## Task item
Begin with the line where "the stone pedestal" appears. Set down that line and the rest of the records below it exactly as given.

## Information provided
________________________

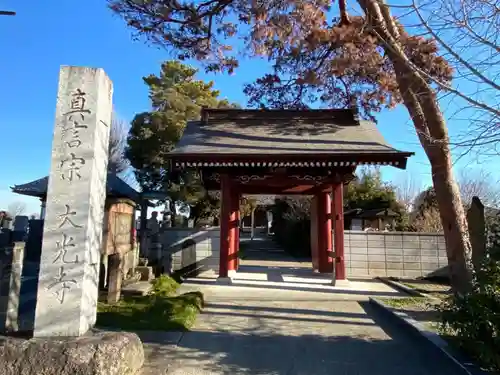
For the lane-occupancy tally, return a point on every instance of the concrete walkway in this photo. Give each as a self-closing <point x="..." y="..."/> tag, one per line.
<point x="279" y="318"/>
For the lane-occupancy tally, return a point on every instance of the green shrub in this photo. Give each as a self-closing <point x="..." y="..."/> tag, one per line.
<point x="474" y="319"/>
<point x="164" y="286"/>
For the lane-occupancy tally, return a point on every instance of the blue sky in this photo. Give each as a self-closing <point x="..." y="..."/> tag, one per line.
<point x="46" y="34"/>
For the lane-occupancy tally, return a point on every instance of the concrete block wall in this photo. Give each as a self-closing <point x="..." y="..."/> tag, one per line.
<point x="398" y="254"/>
<point x="204" y="252"/>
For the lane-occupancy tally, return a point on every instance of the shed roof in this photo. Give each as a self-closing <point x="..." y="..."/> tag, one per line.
<point x="279" y="133"/>
<point x="115" y="186"/>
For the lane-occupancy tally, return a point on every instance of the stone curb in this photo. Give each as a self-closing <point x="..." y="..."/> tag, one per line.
<point x="432" y="337"/>
<point x="405" y="288"/>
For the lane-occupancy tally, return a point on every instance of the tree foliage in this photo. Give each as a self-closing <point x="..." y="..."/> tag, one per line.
<point x="176" y="97"/>
<point x="368" y="191"/>
<point x="117" y="163"/>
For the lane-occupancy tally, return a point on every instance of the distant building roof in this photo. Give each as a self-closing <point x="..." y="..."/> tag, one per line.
<point x="115" y="187"/>
<point x="284" y="133"/>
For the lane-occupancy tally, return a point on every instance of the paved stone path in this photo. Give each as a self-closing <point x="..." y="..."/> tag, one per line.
<point x="279" y="318"/>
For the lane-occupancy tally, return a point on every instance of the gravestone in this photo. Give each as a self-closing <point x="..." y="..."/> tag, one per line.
<point x="477" y="231"/>
<point x="72" y="237"/>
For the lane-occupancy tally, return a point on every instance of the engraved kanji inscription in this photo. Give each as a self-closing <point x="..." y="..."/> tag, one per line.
<point x="66" y="218"/>
<point x="61" y="284"/>
<point x="63" y="247"/>
<point x="77" y="103"/>
<point x="73" y="143"/>
<point x="71" y="167"/>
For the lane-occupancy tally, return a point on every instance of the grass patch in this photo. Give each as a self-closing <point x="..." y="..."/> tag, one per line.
<point x="404" y="302"/>
<point x="162" y="310"/>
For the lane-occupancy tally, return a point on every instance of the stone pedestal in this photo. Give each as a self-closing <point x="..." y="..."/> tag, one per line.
<point x="72" y="238"/>
<point x="100" y="353"/>
<point x="115" y="278"/>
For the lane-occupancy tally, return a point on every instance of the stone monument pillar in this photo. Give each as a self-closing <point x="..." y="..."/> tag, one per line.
<point x="69" y="265"/>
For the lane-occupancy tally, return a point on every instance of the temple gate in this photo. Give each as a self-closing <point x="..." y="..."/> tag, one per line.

________________________

## Completed exercise
For the lane-occupancy tally, return a point on every instance of the stone pedestal in this photo. Give each as a self-closing <point x="..." y="..."/> tag, one per line.
<point x="72" y="238"/>
<point x="100" y="353"/>
<point x="115" y="278"/>
For the lane-occupancy tally, return a point on every instance of the stone monument pillar in this photo. Give each as a self-closing <point x="..." y="..."/> tag, one per line.
<point x="69" y="265"/>
For the lane-occupancy tally, return a point on every instance of the temple gate in this photo. Give each as a self-closing <point x="..." y="..."/> tag, one per line.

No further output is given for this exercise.